» **Задания**:
1) Воспроизведите из послесловия без изменений отрывок, который открывается словами «Когда летом 2008» и завершается словами «действительно серьезных вопросов.».
2) Ответьте по послесловию на вопросы и пометьте ответы теми же буквами.
(а) Летом какого года автор впервые задумался об этой книге?
(б) Какие места названы там, где народы, по словам антрополога, делают все совершенно иначе?
(в) В чем состояла первая причина, толкнувшая автора к большой сравнительной работе?

» **Фрагмент текста**:

——————

Тексты

Послесловие Дэвида Гребера к изданию "Долга" 2014 года

Пятничное чтение: представляем вашему вниманию послесловие Дэвида Гребера к книге "Долг: первые 5000 лет истории".

Послесловие автора
к новому изданию 2014 года

Когда летом 2008 года я впервые задумался об этой книге, я много размышлял о приближавшемся тогда финансовом обвале. Многие люди, интересовавшиеся этими вопросами, признавали, что крах в той или иной форме неизбежен — разумеется, за исключением тех, чей профессиональный интерес заключался в отстаивании противоположной точки зрения. Именно этот более широкий политический контекст превратил книгу, которая изначально мне представлялась научной и теоретической, в нечто намного большее — в попытку понять, возможно ли по-прежнему использовать интеллектуальные инструменты, доступные такому человеку, как я, — исторические, этнографические, теоретические методы — для того, чтобы повлиять на общественные дебаты, касавшиеся действительно серьезных вопросов.

Отчасти по этой причине я также решил, что хочу написать большую, всеохватывающую научную книгу — такую, каких теперь уже никто не пишет: это относится прежде всего к антропологам, к числу которых принадлежу и я. Я всегда считал, что есть грустная ирония в том, как антропологи соотносят себя с остальным научным миром. По меньшей мере на протяжении столетия антропологи выступали в роли назойливых слепней: всякий раз, когда какой-нибудь амбициозный европейский или американский теоретик делает грандиозные обобщения относительно того, как люди устраивают свою политическую, экономическую и семейную жизнь, обязательно появляется антрополог, который считает своим долгом показать, что на Самоа, на Огненной земле или в Бурунди есть народы, делающие все совершенно иначе. Но именно по этой причине антропологи — единственные люди, которые способны делать широкие обобщения, выдерживающие проверку фактами. Тем не менее мы все явственнее ощущали, что в таком поведении есть что-то неправильное. Есть в нем некоторый налет высокомерия и даже интеллектуального империализма.

Однако меня осенило, что именно такая большая сравнительная работа сейчас и нужна. Было две причины, которые толкнули меня на этот путь. Первая (и наиболее очевидная), как я отмечал, заключалась в том, что произошло своего рода крушение нашего коллективного воображения. Людей словно подталкивали к мысли, что следствием технологических достижений и все возрастающей сложности общественного устройства является не расширение, а сужение наших политических, социальных и экономических возможностей. Всеохватывающая работа, посвященная человеческой истории, отразила бы все многообразие того, как люди обустраивали свою политическую и экономическую жизнь в прошлом, и тем самым способствовала бы лучшему пониманию будущего.

——————

(Записи с точечной разметкой изображений)
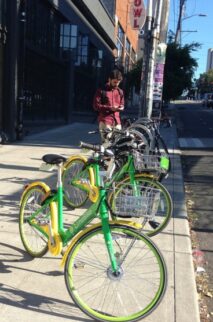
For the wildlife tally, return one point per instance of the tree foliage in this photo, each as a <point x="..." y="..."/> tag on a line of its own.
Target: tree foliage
<point x="178" y="72"/>
<point x="179" y="69"/>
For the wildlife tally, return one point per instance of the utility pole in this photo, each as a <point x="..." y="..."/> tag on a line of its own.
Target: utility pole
<point x="155" y="31"/>
<point x="178" y="30"/>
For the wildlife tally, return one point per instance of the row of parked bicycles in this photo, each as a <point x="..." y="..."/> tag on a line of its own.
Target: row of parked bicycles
<point x="113" y="270"/>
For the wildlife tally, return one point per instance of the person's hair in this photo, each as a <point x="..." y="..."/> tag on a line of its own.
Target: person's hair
<point x="116" y="74"/>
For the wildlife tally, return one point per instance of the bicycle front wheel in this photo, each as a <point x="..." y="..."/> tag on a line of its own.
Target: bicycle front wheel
<point x="133" y="293"/>
<point x="32" y="222"/>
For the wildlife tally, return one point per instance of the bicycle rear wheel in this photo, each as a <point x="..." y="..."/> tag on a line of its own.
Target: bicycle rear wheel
<point x="133" y="293"/>
<point x="31" y="226"/>
<point x="74" y="196"/>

——————

» **Ответы по заданиям**:
1)
Когда летом 2008 года я впервые задумался об этой книге, я много размышлял о приближавшемся тогда финансовом обвале. Многие люди, интересовавшиеся этими вопросами, признавали, что крах в той или иной форме неизбежен — разумеется, за исключением тех, чей профессиональный интерес заключался в отстаивании противоположной точки зрения. Именно этот более широкий политический контекст превратил книгу, которая изначально мне представлялась научной и теоретической, в нечто намного большее — в попытку понять, возможно ли по-прежнему использовать интеллектуальные инструменты, доступные такому человеку, как я, — исторические, этнографические, теоретические методы — для того, чтобы повлиять на общественные дебаты, касавшиеся действительно серьезных вопросов.

2)
(а) Летом 2008 года.
(б) Самоа, Огненная земля и Бурунди.
(в) Произошло своего рода крушение нашего коллективного воображения.